Data items
++++
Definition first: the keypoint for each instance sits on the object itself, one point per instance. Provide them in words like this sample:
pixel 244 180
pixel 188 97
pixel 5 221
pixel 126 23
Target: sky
++++
→ Task statement
Write the entries out once more, exactly, without dropping a line.

→ Your response
Definition first: the keypoint for each instance sits on the object itself, one point per instance. Provide them in words like this sample:
pixel 244 180
pixel 188 97
pixel 5 221
pixel 126 23
Target: sky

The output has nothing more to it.